___ INPUT DATA ___
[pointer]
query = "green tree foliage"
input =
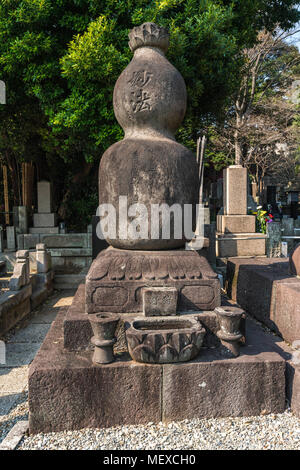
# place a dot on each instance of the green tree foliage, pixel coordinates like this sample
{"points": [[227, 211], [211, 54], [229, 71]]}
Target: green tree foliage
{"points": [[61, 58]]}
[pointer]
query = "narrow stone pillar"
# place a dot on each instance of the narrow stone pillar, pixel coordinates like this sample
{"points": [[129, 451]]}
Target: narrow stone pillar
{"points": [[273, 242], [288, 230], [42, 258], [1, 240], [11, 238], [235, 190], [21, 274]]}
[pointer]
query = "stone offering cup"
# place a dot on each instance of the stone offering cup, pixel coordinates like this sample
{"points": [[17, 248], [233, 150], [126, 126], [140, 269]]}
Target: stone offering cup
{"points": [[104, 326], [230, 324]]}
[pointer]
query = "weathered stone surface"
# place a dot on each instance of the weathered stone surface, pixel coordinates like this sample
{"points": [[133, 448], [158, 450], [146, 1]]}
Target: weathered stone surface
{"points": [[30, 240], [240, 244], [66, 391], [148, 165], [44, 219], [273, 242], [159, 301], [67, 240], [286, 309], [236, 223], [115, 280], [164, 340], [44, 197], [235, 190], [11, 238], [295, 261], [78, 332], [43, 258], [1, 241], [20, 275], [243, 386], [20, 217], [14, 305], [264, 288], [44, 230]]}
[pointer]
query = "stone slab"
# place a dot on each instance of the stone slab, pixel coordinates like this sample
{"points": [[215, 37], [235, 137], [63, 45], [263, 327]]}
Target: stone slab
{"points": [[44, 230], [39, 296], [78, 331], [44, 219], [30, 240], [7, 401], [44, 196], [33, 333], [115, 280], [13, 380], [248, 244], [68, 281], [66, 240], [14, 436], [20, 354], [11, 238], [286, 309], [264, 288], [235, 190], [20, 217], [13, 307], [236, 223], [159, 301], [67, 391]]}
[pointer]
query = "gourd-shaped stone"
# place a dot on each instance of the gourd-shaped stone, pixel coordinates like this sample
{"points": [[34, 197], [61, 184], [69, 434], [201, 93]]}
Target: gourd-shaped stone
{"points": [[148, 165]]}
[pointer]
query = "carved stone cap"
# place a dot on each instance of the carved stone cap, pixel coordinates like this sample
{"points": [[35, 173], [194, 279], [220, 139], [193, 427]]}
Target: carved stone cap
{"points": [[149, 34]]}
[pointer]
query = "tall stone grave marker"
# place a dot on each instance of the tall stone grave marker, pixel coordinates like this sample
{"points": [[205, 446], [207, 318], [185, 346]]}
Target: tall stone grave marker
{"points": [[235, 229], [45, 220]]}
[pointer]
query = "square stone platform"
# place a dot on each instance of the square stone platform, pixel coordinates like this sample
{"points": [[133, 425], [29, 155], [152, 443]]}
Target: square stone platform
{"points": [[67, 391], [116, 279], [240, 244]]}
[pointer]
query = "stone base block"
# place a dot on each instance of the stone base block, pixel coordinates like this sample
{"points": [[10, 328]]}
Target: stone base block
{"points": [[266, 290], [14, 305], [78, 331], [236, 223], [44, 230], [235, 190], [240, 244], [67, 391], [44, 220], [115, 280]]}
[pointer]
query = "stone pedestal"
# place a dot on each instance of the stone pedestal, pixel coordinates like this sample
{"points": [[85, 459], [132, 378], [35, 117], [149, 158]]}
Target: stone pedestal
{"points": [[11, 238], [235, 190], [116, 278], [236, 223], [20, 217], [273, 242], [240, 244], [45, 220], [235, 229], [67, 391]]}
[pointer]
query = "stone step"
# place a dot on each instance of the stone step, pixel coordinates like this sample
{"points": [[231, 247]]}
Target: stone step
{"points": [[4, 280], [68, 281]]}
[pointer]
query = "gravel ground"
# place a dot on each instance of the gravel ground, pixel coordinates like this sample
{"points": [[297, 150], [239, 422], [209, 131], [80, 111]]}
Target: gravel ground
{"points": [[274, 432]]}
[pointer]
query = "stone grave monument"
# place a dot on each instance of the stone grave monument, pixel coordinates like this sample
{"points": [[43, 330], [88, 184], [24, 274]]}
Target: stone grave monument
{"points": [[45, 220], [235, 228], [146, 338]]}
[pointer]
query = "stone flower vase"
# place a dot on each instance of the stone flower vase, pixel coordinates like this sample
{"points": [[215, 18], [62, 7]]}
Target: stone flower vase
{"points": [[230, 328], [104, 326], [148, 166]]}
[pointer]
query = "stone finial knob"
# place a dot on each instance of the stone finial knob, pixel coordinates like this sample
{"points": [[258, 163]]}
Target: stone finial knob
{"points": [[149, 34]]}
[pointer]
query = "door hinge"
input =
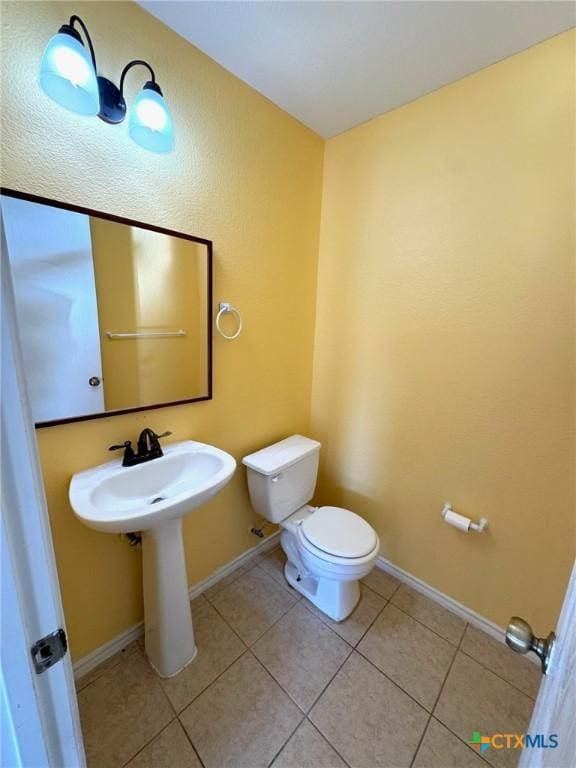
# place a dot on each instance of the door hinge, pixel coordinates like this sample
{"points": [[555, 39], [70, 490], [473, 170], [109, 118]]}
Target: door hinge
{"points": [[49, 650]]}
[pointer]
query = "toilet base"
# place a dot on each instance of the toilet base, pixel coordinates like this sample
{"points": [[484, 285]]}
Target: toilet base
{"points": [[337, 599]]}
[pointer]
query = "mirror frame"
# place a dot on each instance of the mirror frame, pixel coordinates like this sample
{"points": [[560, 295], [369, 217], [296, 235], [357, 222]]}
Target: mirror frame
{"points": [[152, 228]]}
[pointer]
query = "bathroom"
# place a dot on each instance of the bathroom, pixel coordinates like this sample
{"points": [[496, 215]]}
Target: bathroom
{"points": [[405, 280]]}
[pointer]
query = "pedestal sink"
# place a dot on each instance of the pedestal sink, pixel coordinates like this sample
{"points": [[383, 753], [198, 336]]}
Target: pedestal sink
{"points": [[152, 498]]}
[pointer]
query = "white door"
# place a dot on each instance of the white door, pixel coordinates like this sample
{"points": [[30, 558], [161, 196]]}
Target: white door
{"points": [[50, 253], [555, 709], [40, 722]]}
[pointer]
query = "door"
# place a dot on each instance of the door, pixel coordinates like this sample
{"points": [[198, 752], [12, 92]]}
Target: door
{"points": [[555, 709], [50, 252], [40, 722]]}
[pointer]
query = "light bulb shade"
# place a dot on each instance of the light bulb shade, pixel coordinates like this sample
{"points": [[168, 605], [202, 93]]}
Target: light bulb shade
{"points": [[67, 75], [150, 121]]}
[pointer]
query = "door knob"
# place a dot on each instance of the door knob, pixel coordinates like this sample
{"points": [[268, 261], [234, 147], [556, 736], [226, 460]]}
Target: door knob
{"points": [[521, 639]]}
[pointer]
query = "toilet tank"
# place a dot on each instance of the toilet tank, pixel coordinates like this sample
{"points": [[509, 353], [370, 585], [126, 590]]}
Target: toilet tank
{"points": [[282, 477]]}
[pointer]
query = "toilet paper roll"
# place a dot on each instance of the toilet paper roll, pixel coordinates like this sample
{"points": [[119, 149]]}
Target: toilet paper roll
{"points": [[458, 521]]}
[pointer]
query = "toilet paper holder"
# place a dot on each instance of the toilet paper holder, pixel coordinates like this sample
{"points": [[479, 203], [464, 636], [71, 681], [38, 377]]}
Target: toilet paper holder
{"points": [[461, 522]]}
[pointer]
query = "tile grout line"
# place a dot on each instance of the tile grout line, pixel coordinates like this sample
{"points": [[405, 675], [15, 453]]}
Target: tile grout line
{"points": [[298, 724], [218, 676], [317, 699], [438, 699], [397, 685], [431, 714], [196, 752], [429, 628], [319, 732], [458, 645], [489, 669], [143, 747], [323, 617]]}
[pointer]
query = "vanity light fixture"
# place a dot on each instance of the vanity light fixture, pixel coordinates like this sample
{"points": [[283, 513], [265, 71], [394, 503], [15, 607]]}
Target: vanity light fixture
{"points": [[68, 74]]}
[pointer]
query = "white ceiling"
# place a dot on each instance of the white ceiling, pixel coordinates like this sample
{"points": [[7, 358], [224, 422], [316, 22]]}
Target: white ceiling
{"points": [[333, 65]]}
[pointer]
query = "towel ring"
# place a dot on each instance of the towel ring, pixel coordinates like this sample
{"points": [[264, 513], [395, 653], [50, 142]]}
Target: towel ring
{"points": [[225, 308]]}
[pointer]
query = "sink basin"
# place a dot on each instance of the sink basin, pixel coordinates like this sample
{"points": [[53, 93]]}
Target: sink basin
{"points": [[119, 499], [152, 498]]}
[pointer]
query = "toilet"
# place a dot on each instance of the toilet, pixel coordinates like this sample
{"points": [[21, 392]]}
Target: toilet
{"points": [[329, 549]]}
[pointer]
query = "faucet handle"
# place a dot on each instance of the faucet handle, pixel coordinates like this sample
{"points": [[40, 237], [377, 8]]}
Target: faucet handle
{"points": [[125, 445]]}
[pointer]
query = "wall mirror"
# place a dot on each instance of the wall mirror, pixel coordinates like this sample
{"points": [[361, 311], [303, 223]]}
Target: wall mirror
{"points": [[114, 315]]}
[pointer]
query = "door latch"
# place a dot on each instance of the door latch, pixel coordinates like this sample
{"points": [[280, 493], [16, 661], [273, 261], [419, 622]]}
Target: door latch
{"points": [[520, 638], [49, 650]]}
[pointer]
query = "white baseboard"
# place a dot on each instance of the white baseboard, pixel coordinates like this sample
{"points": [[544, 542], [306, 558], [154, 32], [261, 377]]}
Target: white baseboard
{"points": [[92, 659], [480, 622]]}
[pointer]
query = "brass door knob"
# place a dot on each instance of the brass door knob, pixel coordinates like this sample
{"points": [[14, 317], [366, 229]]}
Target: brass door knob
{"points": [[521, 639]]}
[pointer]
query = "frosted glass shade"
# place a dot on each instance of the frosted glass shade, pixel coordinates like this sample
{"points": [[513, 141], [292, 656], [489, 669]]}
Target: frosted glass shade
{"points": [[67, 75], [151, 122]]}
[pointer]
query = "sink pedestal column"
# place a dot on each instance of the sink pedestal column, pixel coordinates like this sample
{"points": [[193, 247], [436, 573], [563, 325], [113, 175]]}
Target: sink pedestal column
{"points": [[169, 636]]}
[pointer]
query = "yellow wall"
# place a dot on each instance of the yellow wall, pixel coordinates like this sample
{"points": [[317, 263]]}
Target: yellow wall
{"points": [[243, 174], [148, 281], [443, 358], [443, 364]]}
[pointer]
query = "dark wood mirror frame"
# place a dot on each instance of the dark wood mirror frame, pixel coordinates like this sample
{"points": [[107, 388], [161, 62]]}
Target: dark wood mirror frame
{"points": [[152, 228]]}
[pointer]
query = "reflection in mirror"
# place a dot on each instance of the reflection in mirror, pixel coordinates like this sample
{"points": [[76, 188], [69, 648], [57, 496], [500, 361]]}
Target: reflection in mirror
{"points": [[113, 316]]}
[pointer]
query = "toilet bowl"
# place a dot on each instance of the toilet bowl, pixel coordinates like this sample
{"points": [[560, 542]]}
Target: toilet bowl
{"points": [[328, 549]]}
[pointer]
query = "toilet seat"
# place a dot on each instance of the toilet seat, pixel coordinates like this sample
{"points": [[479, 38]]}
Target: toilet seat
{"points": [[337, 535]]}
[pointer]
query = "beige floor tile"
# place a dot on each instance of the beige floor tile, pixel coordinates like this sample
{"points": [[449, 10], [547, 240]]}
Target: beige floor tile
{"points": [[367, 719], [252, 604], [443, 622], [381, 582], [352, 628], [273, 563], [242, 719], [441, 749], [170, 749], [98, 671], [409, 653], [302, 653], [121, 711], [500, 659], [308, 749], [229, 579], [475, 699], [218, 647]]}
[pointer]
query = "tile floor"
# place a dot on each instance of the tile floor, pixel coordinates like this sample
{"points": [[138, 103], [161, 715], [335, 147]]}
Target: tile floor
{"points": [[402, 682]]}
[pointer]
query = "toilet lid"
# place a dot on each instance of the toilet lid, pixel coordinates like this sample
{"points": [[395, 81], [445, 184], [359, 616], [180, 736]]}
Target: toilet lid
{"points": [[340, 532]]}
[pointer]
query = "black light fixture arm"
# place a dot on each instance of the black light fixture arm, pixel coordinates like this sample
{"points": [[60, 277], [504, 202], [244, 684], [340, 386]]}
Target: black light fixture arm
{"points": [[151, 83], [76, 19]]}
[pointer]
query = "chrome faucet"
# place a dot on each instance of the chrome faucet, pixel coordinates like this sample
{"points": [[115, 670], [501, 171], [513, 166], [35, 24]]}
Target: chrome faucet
___
ABOUT THIS TASK:
Identify the lines above that contain the word "chrome", then copy them.

TASK OUTPUT:
query = "chrome faucet"
# place a dot on each instance of the chrome faucet, pixel coordinates like this sample
Target: chrome faucet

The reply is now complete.